● Saved entries
※
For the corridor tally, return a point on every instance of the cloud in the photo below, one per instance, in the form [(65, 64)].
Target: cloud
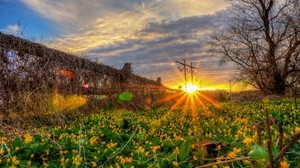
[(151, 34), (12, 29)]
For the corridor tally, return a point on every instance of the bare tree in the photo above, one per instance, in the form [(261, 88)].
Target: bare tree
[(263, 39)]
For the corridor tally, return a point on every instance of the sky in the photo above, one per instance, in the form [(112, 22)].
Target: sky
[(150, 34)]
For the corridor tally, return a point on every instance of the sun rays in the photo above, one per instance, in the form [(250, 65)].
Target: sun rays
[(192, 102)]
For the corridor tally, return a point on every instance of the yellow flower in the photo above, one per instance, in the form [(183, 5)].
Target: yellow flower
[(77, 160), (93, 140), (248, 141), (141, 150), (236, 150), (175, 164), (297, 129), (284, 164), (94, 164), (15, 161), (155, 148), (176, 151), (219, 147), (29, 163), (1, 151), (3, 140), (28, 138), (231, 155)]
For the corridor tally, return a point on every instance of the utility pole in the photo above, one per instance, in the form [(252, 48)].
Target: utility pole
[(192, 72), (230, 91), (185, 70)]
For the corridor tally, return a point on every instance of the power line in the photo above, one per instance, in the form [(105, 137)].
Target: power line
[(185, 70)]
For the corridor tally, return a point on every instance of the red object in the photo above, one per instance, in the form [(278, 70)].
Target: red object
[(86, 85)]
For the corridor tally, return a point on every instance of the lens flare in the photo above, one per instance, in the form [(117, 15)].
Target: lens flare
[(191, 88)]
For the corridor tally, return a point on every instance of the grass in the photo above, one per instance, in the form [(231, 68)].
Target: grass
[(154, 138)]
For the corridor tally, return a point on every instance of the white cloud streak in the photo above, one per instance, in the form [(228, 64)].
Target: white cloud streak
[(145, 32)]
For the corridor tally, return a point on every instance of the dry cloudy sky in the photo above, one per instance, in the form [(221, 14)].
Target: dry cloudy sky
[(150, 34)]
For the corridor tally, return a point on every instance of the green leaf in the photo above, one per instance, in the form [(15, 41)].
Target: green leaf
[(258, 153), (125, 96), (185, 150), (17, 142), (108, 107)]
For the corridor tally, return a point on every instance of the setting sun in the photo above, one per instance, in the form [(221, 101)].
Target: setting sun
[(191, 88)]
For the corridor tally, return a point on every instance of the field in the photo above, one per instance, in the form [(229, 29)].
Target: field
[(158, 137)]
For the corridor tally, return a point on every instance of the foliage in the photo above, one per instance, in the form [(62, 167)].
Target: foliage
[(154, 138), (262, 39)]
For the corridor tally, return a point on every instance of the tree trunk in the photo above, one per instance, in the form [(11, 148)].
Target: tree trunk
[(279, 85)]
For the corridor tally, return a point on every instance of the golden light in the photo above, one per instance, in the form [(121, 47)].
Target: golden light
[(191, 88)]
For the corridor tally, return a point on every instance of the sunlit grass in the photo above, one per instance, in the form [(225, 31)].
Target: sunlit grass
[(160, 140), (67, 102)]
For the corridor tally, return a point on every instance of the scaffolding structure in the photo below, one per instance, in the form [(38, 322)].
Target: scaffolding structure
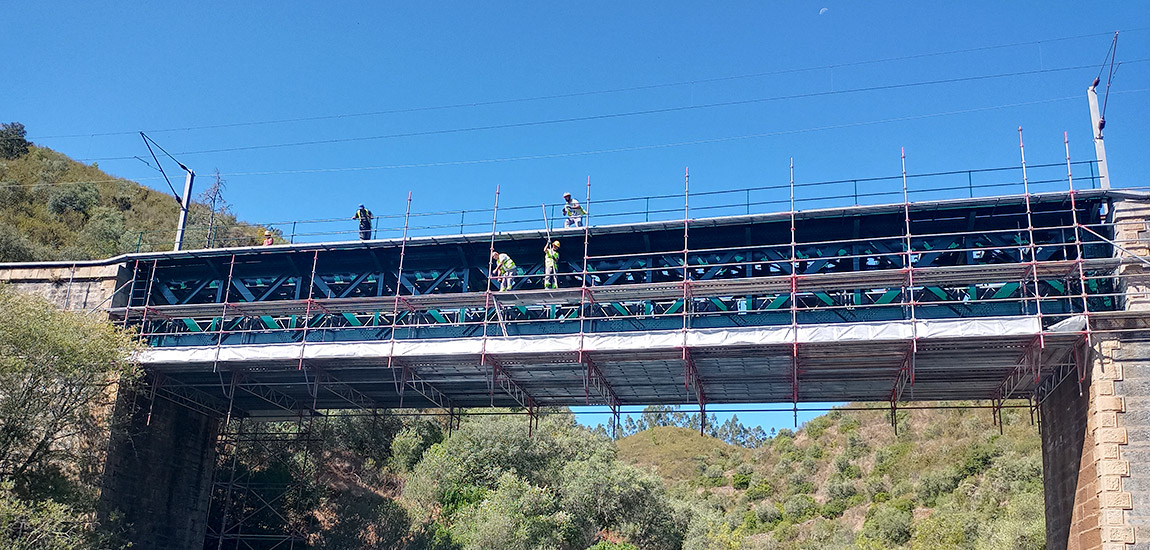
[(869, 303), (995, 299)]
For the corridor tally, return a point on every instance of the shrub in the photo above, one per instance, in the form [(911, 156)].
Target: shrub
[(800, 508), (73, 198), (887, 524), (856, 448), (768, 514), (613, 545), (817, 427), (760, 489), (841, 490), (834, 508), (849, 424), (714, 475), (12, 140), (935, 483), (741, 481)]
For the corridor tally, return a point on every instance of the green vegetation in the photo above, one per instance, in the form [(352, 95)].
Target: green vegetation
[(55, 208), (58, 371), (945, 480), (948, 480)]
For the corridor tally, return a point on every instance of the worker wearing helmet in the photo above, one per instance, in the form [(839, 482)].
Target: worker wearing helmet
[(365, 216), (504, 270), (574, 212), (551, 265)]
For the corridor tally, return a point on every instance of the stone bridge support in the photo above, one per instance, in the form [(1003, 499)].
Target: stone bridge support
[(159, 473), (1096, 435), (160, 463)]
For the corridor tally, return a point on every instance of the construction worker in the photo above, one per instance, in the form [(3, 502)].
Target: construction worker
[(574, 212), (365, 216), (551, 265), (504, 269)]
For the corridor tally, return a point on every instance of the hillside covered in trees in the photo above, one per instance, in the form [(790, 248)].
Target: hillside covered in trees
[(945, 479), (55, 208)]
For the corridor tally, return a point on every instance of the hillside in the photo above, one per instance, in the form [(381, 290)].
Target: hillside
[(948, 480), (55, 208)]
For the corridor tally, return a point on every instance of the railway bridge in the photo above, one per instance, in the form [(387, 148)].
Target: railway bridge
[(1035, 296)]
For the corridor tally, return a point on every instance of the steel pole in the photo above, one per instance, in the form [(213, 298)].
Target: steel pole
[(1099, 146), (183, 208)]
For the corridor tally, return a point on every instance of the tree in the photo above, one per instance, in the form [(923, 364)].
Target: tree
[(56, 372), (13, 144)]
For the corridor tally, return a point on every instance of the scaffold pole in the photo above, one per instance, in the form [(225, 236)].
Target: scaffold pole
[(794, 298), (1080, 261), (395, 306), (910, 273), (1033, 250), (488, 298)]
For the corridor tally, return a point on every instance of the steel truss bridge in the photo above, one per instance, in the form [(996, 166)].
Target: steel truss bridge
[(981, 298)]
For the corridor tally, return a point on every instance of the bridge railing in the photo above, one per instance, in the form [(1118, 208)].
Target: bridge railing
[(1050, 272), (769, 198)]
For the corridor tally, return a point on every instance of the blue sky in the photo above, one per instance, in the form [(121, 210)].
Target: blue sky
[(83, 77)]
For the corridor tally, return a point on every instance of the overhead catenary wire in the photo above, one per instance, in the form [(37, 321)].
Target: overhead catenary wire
※
● What needs to be done
Rewrite the data from its start through the line containing "[(192, 102)]", changing "corridor tally" to "track survey" and keeping everything else the same. Leave the pictures out of your answer.

● Problem solution
For the track survey, return a point on every instance of the cloud in the photo below, one per instance, in the form [(65, 64)].
Target: cloud
[(151, 34), (12, 29)]
For the track survey, return a point on every instance of the bare tree in the photo above, one per instance, in the form [(261, 88)].
Target: bare tree
[(263, 39)]
For the track survey, return a point on every instance of the sky in the photo above, one per instance, in the form [(112, 22)].
Target: sky
[(150, 34)]
For the track survey, return a point on every instance of the sun rays in the photo above, one per instance, in the form [(250, 65)].
Target: sun rays
[(192, 102)]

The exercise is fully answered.